Pull out every line of the items below that contains the string "Outline". Case counts, so match it with the same capitalization.

**MATERIAL SUPPLIED**
::::::::

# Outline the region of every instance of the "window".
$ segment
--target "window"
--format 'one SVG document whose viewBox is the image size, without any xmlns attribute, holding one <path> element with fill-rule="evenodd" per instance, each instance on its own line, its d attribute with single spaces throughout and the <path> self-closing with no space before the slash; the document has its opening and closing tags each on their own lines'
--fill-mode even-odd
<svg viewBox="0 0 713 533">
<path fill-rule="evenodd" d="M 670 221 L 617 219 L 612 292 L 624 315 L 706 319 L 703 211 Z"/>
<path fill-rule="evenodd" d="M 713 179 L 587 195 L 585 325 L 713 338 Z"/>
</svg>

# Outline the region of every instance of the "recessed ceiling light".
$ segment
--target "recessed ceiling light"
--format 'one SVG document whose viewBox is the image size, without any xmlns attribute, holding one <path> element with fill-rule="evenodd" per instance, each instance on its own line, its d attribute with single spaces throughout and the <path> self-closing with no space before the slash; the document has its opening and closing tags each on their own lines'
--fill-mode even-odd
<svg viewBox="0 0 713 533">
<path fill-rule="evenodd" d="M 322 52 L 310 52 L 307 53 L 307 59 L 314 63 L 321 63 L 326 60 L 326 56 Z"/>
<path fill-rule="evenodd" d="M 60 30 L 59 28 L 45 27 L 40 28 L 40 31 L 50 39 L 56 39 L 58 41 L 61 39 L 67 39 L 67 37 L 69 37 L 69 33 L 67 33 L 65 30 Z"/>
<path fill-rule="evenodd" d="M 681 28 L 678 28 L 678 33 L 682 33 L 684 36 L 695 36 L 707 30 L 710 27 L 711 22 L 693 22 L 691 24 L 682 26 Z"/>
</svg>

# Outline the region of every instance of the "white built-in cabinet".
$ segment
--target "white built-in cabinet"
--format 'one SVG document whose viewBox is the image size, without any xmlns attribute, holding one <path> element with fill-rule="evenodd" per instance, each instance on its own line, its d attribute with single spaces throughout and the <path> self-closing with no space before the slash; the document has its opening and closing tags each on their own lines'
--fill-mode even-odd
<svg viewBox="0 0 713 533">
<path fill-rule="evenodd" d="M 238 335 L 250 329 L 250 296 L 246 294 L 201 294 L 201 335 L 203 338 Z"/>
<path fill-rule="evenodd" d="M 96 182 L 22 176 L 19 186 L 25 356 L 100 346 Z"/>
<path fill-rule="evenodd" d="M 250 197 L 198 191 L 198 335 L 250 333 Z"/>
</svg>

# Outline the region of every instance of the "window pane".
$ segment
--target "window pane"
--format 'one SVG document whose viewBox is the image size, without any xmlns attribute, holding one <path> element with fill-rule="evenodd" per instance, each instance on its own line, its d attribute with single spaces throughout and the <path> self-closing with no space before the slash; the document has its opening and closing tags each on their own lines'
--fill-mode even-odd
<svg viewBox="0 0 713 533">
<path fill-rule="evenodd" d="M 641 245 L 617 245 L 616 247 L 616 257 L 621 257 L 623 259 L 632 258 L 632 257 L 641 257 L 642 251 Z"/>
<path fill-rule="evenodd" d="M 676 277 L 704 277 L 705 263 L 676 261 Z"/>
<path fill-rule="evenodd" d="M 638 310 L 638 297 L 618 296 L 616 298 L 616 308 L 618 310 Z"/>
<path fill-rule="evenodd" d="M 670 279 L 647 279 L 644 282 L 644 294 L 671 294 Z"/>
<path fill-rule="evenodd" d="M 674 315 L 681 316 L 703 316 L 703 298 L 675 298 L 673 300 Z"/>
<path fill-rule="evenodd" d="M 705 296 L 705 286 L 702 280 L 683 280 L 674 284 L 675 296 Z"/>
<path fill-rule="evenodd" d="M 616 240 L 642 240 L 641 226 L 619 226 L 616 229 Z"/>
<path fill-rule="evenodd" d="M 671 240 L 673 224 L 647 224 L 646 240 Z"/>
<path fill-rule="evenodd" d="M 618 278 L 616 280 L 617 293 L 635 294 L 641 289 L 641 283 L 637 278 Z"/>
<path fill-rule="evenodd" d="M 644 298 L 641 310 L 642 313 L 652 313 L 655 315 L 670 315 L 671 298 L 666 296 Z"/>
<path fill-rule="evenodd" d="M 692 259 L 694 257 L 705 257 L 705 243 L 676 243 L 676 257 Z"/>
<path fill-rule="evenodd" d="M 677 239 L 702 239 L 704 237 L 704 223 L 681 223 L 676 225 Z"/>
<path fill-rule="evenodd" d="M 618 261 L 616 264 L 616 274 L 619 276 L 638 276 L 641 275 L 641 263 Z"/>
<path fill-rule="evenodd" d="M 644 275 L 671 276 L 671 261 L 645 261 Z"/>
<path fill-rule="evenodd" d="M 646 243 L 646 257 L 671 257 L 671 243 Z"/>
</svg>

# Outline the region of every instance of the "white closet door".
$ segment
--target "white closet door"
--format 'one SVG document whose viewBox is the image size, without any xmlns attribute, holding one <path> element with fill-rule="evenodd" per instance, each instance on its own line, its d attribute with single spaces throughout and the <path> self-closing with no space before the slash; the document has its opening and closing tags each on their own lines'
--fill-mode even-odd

::::::::

**OUTPUT OF THE EXERCISE**
# Outline the region of every instance of the "window".
# Outline the region of every instance of the "recessed ceiling light".
# Outline the region of every instance of the "white built-in cabinet".
# Outline the region of every instance of the "window pane".
# Outline the region of every instance of the "white closet door".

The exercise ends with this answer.